■ WHAT THE TASK ASKS: Where a line in the listing contains the string "cart", copy that line out.

--------

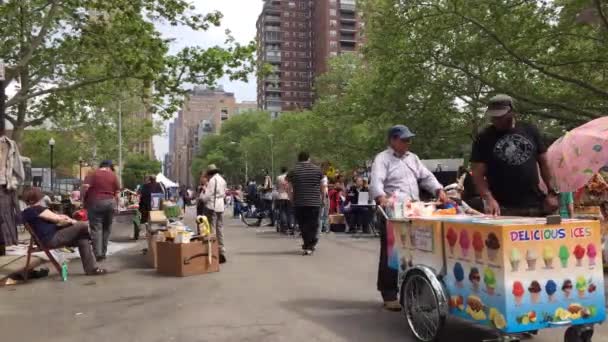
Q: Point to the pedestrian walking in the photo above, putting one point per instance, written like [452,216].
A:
[150,186]
[305,180]
[238,200]
[267,196]
[324,216]
[400,173]
[200,203]
[506,158]
[284,203]
[214,198]
[101,197]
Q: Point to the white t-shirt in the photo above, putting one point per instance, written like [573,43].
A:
[282,187]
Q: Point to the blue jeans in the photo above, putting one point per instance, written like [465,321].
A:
[285,218]
[323,218]
[101,214]
[236,209]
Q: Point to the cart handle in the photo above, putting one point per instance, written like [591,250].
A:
[381,210]
[561,323]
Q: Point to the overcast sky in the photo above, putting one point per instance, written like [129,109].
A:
[239,17]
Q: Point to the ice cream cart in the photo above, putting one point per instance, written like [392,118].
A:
[516,275]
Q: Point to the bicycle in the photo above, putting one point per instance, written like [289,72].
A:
[251,216]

--------

■ RESULT OF THIS TASK:
Q: Point to the cart handle in the photo above, putting one point per instance, written like [591,250].
Q: Point to the ice cream cart in the photo above, putting one point per instance, written like [392,118].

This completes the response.